■ WHAT NEEDS TO BE DONE ■
List every line in the listing below that contains the word "helmet", copying each one in full.

■ ROWS ■
● ● ● ● ● ● ●

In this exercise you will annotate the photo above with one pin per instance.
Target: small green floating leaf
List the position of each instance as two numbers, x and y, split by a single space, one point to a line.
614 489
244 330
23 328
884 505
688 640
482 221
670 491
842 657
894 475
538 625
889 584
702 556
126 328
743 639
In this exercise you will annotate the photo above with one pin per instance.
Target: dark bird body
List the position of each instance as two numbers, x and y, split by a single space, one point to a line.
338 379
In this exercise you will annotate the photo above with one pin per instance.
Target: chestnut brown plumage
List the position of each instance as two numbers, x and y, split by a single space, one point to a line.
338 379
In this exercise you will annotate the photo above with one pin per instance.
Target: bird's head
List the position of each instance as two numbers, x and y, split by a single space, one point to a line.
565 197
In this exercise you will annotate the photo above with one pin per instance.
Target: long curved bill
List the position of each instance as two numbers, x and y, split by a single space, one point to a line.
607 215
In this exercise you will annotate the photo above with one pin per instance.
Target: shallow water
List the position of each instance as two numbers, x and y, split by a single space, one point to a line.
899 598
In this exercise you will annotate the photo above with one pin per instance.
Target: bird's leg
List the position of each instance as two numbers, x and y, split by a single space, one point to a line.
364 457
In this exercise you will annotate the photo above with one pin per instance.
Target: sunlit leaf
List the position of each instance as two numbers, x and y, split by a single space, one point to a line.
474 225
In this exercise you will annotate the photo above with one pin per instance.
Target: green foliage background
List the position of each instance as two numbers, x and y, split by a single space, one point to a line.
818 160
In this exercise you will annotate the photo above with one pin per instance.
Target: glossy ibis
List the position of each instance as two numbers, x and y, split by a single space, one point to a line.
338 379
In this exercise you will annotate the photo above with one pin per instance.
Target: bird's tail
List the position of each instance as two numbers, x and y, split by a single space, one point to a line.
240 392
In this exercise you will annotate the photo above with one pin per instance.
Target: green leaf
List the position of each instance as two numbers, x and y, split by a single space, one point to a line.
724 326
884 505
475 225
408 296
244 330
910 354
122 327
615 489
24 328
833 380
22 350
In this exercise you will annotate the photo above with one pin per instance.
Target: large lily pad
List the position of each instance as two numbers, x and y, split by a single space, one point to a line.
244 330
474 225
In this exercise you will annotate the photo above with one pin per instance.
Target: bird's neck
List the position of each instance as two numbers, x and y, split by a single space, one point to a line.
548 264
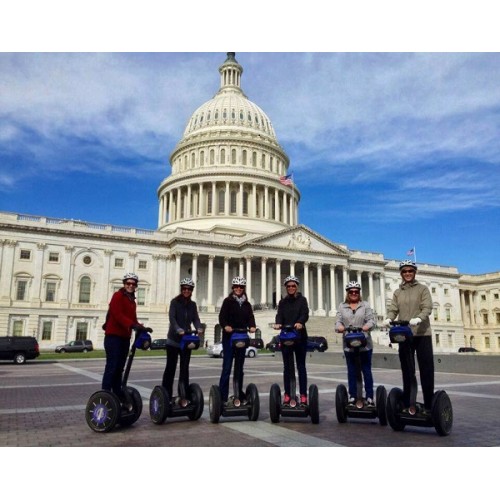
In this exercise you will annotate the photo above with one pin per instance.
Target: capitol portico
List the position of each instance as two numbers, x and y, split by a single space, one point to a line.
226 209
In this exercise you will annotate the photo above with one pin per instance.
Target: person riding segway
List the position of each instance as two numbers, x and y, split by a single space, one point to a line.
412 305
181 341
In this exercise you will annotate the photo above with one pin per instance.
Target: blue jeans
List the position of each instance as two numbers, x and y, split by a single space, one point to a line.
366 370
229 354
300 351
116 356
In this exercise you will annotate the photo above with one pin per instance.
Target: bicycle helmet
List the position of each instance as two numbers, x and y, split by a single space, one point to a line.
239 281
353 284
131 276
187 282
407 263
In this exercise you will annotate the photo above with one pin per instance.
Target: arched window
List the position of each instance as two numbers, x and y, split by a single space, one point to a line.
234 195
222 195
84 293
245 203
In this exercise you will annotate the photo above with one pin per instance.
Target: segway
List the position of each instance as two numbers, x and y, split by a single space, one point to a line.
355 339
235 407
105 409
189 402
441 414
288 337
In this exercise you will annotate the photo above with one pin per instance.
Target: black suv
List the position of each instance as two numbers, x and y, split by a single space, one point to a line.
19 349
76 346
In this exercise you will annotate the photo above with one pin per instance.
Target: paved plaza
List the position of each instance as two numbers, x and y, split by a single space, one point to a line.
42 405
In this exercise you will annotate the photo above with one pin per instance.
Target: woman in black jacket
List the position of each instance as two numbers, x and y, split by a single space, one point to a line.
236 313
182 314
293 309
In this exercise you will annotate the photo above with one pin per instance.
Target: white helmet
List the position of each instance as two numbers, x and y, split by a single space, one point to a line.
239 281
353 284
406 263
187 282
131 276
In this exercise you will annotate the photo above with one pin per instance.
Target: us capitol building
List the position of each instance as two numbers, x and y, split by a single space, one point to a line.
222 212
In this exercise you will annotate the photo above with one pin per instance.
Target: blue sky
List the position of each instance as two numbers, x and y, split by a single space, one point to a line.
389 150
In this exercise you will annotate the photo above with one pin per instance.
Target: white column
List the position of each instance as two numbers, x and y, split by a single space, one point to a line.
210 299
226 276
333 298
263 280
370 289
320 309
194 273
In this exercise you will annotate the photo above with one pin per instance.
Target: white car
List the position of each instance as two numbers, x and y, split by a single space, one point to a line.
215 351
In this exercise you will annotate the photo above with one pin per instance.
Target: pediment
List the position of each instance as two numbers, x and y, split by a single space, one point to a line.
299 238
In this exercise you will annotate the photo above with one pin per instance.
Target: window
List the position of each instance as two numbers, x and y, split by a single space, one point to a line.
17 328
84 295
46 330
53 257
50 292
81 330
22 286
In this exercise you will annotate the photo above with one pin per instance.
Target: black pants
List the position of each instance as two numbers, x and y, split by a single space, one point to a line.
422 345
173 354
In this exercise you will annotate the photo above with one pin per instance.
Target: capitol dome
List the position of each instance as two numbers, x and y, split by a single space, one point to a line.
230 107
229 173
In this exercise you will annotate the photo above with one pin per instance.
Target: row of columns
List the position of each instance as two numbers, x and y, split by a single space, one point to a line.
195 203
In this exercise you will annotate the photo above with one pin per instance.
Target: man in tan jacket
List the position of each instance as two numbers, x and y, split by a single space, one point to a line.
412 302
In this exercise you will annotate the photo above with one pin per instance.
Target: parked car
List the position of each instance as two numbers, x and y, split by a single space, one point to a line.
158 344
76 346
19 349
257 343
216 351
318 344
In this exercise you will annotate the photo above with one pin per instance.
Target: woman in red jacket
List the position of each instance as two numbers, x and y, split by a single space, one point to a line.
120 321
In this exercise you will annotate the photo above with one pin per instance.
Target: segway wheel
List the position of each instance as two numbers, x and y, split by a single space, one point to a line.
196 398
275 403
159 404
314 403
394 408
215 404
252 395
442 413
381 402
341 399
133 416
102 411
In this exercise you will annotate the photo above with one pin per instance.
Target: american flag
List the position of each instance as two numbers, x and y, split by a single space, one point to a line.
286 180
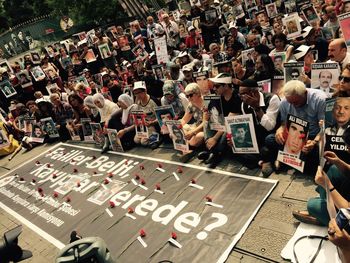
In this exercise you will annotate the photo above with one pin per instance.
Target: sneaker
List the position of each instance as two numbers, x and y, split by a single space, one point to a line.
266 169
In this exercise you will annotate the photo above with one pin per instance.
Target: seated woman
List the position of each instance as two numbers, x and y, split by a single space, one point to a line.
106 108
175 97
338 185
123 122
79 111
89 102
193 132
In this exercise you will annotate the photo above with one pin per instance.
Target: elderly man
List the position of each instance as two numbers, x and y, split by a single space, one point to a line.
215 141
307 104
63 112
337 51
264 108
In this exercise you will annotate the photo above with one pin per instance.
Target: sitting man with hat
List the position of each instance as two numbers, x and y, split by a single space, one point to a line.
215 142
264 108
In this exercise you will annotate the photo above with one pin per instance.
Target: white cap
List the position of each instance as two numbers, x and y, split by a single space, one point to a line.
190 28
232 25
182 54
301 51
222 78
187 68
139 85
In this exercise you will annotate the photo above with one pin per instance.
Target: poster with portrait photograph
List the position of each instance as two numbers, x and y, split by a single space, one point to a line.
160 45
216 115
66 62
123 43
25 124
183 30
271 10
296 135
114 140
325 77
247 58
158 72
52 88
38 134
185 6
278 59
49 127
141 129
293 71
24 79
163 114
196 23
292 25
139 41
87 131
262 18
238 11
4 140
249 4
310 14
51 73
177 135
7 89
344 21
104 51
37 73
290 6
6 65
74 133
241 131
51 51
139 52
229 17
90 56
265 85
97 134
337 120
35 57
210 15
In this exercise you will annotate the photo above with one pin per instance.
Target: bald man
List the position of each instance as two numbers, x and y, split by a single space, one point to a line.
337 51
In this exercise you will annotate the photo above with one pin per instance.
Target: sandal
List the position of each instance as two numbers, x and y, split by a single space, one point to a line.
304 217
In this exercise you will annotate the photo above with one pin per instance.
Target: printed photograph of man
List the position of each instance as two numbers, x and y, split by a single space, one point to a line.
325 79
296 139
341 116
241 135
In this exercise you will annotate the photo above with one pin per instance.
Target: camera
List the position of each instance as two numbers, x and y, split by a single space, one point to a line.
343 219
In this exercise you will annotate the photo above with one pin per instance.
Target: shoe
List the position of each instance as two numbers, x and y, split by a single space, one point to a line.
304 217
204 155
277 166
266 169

● ● ● ● ● ● ●

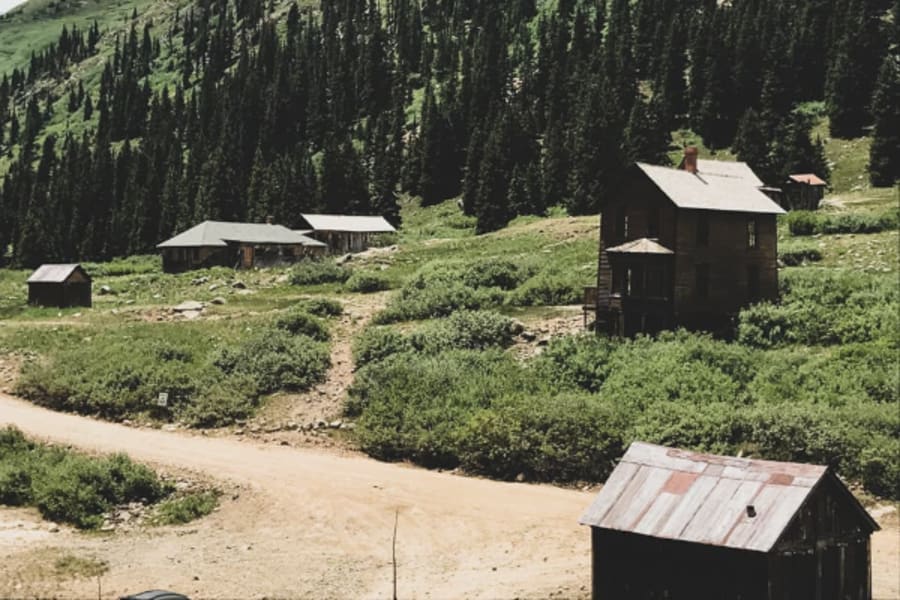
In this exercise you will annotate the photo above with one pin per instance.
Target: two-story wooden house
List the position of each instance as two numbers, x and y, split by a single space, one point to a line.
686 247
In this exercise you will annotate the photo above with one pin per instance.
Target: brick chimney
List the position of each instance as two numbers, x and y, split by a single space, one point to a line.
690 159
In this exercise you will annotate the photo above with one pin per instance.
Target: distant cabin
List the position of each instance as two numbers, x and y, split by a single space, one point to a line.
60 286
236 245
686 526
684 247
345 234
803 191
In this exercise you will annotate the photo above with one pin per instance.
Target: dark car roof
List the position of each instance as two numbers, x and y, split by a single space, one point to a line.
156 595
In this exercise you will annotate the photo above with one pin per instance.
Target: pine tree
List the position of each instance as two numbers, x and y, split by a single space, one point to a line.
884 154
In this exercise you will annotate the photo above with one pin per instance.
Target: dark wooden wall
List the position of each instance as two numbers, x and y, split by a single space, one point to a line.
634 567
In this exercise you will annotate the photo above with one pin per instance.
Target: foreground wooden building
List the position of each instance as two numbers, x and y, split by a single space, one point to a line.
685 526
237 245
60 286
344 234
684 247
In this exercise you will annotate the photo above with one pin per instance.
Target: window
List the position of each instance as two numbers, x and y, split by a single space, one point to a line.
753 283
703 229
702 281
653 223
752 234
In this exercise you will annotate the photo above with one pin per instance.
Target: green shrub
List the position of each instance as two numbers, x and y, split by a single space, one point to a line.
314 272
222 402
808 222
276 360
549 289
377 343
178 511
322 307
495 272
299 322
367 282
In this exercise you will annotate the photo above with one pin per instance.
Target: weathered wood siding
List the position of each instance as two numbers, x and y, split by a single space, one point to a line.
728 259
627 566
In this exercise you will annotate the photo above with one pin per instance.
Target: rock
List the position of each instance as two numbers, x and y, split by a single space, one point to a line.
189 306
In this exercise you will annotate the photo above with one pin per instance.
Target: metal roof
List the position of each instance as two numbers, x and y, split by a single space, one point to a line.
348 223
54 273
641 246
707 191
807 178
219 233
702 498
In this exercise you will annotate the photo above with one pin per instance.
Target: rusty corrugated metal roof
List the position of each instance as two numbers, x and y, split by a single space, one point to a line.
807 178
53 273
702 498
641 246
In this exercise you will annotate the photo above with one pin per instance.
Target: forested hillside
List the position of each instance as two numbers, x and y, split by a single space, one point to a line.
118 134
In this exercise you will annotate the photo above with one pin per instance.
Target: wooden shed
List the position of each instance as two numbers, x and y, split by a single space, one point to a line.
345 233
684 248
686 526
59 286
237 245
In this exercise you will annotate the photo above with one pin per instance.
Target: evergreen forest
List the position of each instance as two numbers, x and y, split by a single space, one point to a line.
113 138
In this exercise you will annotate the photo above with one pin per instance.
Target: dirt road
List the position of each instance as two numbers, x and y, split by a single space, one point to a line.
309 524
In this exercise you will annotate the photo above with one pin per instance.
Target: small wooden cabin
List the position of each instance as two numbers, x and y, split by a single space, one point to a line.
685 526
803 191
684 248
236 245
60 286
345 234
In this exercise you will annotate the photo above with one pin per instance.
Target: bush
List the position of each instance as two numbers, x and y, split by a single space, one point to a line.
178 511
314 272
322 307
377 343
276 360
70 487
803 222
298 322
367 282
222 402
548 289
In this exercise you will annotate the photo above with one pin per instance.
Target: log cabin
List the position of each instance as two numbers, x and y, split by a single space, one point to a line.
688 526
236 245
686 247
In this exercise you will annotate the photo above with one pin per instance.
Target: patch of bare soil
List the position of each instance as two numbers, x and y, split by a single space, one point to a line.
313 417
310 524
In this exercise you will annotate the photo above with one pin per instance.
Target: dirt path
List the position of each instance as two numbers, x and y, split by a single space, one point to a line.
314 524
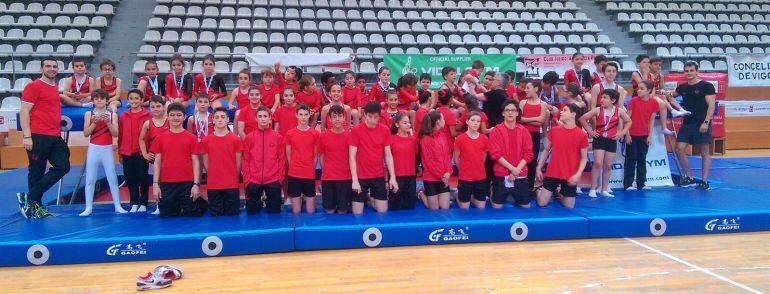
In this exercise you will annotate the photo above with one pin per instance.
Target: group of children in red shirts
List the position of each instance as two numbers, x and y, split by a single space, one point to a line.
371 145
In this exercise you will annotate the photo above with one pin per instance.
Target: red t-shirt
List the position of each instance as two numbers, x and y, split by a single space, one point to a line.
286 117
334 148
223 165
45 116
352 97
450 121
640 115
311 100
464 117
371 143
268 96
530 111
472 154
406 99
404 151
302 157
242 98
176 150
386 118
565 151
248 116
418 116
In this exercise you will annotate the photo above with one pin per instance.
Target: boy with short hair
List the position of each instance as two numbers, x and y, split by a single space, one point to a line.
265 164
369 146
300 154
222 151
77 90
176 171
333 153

● ● ● ● ● ● ●

■ RESULT ■
Target: bicycle helmet
Target: white helmet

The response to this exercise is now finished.